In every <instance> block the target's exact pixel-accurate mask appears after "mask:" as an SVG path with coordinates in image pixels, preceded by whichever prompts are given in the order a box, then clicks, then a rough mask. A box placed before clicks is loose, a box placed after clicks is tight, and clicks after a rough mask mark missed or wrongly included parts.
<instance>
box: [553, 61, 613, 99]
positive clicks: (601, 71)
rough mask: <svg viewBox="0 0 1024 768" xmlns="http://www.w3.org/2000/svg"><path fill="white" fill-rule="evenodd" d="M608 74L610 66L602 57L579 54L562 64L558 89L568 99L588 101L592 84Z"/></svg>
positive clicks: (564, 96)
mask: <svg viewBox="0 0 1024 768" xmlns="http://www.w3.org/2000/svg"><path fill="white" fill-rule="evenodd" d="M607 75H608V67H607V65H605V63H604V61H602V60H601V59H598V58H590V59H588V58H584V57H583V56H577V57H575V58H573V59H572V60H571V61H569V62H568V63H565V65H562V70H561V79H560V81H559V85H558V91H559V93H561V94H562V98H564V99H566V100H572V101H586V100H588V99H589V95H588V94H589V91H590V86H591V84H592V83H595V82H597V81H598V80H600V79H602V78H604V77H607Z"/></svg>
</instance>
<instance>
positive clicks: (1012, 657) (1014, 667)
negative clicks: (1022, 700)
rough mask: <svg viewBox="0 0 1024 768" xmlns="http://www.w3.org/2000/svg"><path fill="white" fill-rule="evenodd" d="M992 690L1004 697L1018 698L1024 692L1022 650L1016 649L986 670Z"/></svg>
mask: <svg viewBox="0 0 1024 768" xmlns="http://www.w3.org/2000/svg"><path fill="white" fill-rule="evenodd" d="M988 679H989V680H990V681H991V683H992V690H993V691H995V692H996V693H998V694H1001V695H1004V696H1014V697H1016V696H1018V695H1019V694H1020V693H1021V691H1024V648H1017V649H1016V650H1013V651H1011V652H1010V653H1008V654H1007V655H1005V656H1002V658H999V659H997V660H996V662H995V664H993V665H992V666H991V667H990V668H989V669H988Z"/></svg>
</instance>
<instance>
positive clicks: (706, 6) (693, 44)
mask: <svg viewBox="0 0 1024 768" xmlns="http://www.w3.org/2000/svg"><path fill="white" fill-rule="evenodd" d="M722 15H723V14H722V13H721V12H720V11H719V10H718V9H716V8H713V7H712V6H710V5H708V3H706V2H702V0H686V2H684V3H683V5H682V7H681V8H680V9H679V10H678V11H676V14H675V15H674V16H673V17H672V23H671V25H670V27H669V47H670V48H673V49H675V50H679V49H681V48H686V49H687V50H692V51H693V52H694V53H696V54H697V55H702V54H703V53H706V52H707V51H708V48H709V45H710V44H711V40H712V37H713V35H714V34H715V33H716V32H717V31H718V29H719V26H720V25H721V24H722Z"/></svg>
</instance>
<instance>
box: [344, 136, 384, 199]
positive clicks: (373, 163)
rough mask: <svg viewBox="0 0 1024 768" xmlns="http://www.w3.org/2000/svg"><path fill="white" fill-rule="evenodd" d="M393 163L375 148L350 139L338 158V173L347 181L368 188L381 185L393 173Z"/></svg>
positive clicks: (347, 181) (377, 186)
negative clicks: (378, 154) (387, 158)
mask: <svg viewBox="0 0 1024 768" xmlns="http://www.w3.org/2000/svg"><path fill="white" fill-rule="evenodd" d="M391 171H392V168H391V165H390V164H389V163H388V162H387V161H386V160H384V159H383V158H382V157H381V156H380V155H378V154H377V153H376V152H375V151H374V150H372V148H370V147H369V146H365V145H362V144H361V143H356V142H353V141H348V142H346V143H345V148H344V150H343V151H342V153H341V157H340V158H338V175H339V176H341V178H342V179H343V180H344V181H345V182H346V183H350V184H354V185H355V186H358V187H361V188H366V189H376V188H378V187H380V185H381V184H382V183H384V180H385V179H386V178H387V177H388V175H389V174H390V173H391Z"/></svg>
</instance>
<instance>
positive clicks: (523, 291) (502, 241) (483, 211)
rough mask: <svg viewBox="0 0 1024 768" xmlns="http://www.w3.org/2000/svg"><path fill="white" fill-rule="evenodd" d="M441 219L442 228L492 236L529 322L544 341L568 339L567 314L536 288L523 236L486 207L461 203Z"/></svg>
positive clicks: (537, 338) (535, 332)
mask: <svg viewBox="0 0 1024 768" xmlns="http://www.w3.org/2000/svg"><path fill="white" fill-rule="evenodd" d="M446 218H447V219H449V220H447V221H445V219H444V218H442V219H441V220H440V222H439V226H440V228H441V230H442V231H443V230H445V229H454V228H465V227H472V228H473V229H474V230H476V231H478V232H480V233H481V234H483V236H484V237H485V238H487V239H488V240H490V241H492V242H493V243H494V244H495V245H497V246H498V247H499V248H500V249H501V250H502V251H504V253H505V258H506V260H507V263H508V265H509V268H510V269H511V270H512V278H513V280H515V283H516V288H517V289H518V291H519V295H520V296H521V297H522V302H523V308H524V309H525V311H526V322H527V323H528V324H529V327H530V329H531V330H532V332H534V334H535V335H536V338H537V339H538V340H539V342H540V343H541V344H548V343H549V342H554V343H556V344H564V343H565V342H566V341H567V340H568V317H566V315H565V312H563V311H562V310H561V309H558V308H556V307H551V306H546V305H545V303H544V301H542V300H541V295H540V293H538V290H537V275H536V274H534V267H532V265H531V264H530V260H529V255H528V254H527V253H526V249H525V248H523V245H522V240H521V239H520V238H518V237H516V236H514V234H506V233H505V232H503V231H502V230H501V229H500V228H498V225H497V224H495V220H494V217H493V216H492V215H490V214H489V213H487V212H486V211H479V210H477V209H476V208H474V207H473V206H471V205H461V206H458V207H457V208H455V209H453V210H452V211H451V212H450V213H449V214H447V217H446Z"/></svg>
○ ○ ○
→ Task goal
Write out every record, exactly as written.

→ Response box
In every <instance> block the target's exact pixel-accurate mask appears after "mask:" as an SVG path with coordinates in image pixels, preceded by whichever prompts are given in the order a box, then clicks, then a rough mask. A box placed before clicks is loose, a box placed after clicks is tight, and clicks after a rough mask mark missed or wrongly included parts.
<instance>
box: [553, 61, 613, 99]
positive clicks: (601, 71)
rough mask: <svg viewBox="0 0 1024 768" xmlns="http://www.w3.org/2000/svg"><path fill="white" fill-rule="evenodd" d="M608 74L610 66L602 57L579 54L562 64L558 89L568 99L588 101L592 84Z"/></svg>
positive clicks: (564, 96)
mask: <svg viewBox="0 0 1024 768" xmlns="http://www.w3.org/2000/svg"><path fill="white" fill-rule="evenodd" d="M607 75H608V67H607V65H605V63H604V61H602V60H601V59H598V58H590V59H588V58H584V57H583V56H577V57H575V58H573V59H572V60H571V61H569V62H568V63H565V65H562V70H561V79H560V81H559V85H558V91H559V93H561V94H562V98H564V99H566V100H572V101H586V100H588V99H589V95H588V94H589V91H590V86H591V84H592V83H595V82H597V81H598V80H600V79H602V78H604V77H607Z"/></svg>
</instance>
<instance>
positive clicks: (1012, 657) (1014, 667)
negative clicks: (1022, 700)
rough mask: <svg viewBox="0 0 1024 768" xmlns="http://www.w3.org/2000/svg"><path fill="white" fill-rule="evenodd" d="M992 690L1004 697L1018 698L1024 692L1022 650L1016 649L986 670Z"/></svg>
mask: <svg viewBox="0 0 1024 768" xmlns="http://www.w3.org/2000/svg"><path fill="white" fill-rule="evenodd" d="M988 679H989V680H990V681H991V683H992V690H993V691H995V692H996V693H998V694H1001V695H1004V696H1014V697H1016V696H1018V695H1019V694H1020V693H1021V691H1024V648H1017V649H1016V650H1013V651H1011V652H1010V653H1008V654H1007V655H1005V656H1002V658H999V659H997V660H996V662H995V664H993V665H992V666H991V667H990V668H989V669H988Z"/></svg>
</instance>
<instance>
positive clicks: (706, 6) (693, 44)
mask: <svg viewBox="0 0 1024 768" xmlns="http://www.w3.org/2000/svg"><path fill="white" fill-rule="evenodd" d="M722 15H723V14H722V13H721V12H720V11H719V10H718V9H716V8H713V7H712V6H710V5H708V3H706V2H702V0H686V2H684V3H683V5H682V7H681V8H680V9H679V10H678V11H676V14H675V15H674V16H673V17H672V23H671V25H670V27H669V47H670V48H673V49H675V50H679V49H681V48H686V49H687V50H692V51H693V52H694V53H696V54H697V55H702V54H703V53H706V52H707V51H708V48H709V45H710V44H711V40H712V37H713V35H714V34H715V33H716V32H717V31H718V29H719V26H720V25H721V24H722Z"/></svg>
</instance>
<instance>
box: [344, 136, 384, 199]
positive clicks: (373, 163)
rough mask: <svg viewBox="0 0 1024 768" xmlns="http://www.w3.org/2000/svg"><path fill="white" fill-rule="evenodd" d="M393 163L375 148L350 139L338 158V173L347 181L368 188L381 185L393 173Z"/></svg>
positive clicks: (347, 181) (377, 186)
negative clicks: (378, 154) (387, 158)
mask: <svg viewBox="0 0 1024 768" xmlns="http://www.w3.org/2000/svg"><path fill="white" fill-rule="evenodd" d="M391 171H392V168H391V165H390V164H389V163H388V162H387V161H386V160H384V159H383V158H382V157H381V156H380V155H378V154H377V153H376V152H375V151H374V150H372V148H370V147H369V146H365V145H362V144H361V143H356V142H353V141H348V142H346V143H345V148H344V150H343V151H342V153H341V157H340V158H338V175H339V176H341V178H342V179H343V180H344V181H345V182H346V183H350V184H354V185H355V186H358V187H361V188H366V189H376V188H378V187H380V185H381V184H382V183H384V180H385V179H386V178H387V177H388V175H389V174H390V173H391Z"/></svg>
</instance>
<instance>
positive clicks: (523, 291) (502, 241) (483, 211)
rough mask: <svg viewBox="0 0 1024 768" xmlns="http://www.w3.org/2000/svg"><path fill="white" fill-rule="evenodd" d="M441 219L442 228L492 236L529 322L544 341L568 339L567 314L536 288L523 236L486 207L461 203Z"/></svg>
positive clicks: (537, 338) (535, 332)
mask: <svg viewBox="0 0 1024 768" xmlns="http://www.w3.org/2000/svg"><path fill="white" fill-rule="evenodd" d="M446 218H447V219H449V220H447V221H445V219H444V218H442V219H441V220H440V222H439V226H440V228H441V230H442V231H443V230H445V229H454V228H465V227H472V228H473V229H474V230H476V231H478V232H480V233H481V234H483V236H484V237H485V238H487V239H488V240H490V241H492V242H493V243H494V244H495V245H497V246H498V247H499V248H500V249H501V250H502V251H504V253H505V258H506V260H507V263H508V265H509V268H510V269H511V270H512V278H513V280H515V283H516V288H517V289H518V291H519V295H520V296H521V297H522V302H523V308H524V309H525V311H526V322H527V323H528V324H529V327H530V329H531V330H532V332H534V334H535V335H536V338H537V339H538V340H539V342H540V343H541V344H548V343H549V342H554V343H556V344H564V343H565V342H566V341H567V340H568V317H566V315H565V312H563V311H562V310H561V309H558V308H556V307H551V306H546V305H545V303H544V301H542V300H541V295H540V293H538V290H537V275H536V274H534V267H532V265H531V264H530V260H529V255H528V254H527V253H526V249H525V248H523V245H522V240H521V239H520V238H518V237H516V236H514V234H506V233H505V232H503V231H502V230H501V229H500V228H498V225H497V224H495V220H494V217H493V216H492V215H490V214H489V213H487V212H486V211H479V210H477V209H476V208H474V207H473V206H471V205H461V206H458V207H457V208H455V209H453V210H452V211H451V212H450V213H449V214H447V217H446Z"/></svg>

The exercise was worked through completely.